Selected passage below:

Shaping the future of food and nutrition at SEC-Nestle Science Symposium

Researchers from Nestle, ETH Zurich and SEC exchanged ideas on the future of food and nutrition research at this first-ever symposium on 15 February.

by Xiong Yap

The SEC co-organised a science symposium with Nestle R&D on 15 February at Nestle R&D centre in Singapore, exchanging new ideas, novel technologies and sparking discussion on advanced approaches on the future of food and nutrition.

This first-ever symposium presented subjects as diverse as (epi-) genomics’ relationship with nutrition to using Artificial Intelligence (AI) to optimise food formulation. Representing the SEC, Byron Perez presented his research on using pulsed electric fields to enhance microalgae growth, while Dr Iris Haberkorn moderated the event. Both of them are from the Microalgae-Based Protein Production Project.

End of Selected passage.

**Study questions**
#1 According to the symposium report, where was the event held?
#2 Pick up the report on the SEC-Nestle Science Symposium after its final sentence and carry it forward.

Dataset entries below:

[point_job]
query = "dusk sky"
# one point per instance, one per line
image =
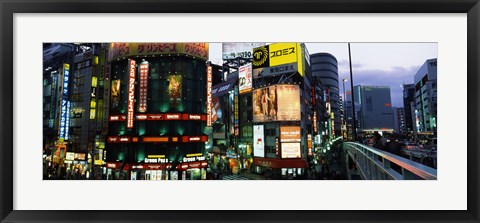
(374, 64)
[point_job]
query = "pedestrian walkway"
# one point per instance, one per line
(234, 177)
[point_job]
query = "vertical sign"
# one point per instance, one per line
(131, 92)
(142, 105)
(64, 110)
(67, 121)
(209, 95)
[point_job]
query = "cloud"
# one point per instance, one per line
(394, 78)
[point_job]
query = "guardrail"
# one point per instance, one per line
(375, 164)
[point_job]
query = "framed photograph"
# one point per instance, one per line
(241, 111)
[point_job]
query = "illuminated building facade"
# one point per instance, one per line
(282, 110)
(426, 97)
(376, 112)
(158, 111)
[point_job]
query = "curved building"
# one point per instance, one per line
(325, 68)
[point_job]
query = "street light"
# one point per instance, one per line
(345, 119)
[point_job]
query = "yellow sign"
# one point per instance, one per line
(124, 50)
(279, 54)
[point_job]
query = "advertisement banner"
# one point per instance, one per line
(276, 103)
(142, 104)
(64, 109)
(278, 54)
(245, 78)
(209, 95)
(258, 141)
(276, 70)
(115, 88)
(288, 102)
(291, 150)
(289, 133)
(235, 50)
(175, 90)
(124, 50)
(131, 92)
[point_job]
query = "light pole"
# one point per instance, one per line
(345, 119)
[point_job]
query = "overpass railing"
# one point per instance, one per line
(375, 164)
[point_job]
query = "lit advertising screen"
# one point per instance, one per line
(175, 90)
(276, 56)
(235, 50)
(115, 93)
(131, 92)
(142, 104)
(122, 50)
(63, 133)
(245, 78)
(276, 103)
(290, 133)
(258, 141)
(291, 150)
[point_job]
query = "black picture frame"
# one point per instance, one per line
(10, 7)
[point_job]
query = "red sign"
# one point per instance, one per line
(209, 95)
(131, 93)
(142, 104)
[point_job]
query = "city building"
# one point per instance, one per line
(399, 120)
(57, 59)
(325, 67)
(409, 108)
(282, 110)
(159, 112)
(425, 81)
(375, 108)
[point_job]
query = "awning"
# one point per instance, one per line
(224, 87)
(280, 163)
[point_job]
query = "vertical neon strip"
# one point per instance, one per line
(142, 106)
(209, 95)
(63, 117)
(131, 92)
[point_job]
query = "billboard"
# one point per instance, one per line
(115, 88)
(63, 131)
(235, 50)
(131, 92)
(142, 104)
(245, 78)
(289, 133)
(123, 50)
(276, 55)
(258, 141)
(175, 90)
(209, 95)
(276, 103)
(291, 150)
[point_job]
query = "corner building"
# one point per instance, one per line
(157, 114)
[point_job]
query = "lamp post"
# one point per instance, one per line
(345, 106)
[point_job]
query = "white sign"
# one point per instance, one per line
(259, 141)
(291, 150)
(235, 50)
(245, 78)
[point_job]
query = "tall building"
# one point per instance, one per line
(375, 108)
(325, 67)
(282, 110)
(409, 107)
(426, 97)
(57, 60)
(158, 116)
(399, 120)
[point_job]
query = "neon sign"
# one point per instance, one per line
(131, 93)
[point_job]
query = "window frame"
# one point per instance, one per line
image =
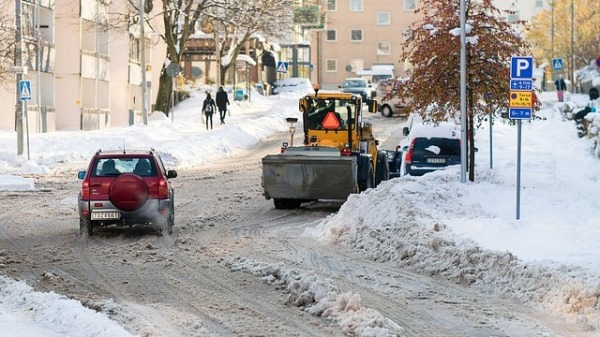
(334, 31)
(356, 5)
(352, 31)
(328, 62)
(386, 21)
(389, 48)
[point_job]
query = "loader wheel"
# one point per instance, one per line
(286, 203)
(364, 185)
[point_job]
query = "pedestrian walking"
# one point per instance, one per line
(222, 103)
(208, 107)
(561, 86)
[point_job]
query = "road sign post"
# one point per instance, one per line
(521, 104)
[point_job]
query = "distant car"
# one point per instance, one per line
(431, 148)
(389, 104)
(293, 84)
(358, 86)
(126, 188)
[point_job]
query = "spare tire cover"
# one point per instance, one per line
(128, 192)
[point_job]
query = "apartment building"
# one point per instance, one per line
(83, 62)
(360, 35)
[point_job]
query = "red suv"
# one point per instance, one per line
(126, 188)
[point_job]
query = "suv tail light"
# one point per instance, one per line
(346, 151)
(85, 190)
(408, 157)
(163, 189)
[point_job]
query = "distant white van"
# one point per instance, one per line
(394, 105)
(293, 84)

End of Dataset entries.

**Answers for this exercise**
#1 At the Nestle R&D centre in Singapore.

#2
The symposium was strongly supported with the latest in food and nutritional research. Prof. Dr Alexander Mathys from ETH Zurich’s Sustainable Food Processing Group and Prof. Dr Ferdinand von Meyenn from the Laboratory of Nutrition and Metabolic Epigenetics helped to organise the programme.

New research by presenters from both groups thoughtful insights, combined with contributions from Nestle R&D Centre Singapore and Nestle Research Lausanne, meant the symposium provided a valuable platform for scientific exchange, networking for early-career researchers, and sparking discussions on future endeavours in the food sector.

Nestle is the world’s largest food and beverage manufacturer. Headquartered in Switzerland, Nestle is present in 191 countries around the world. It is a collaborator in SEC’s Microalgae Project.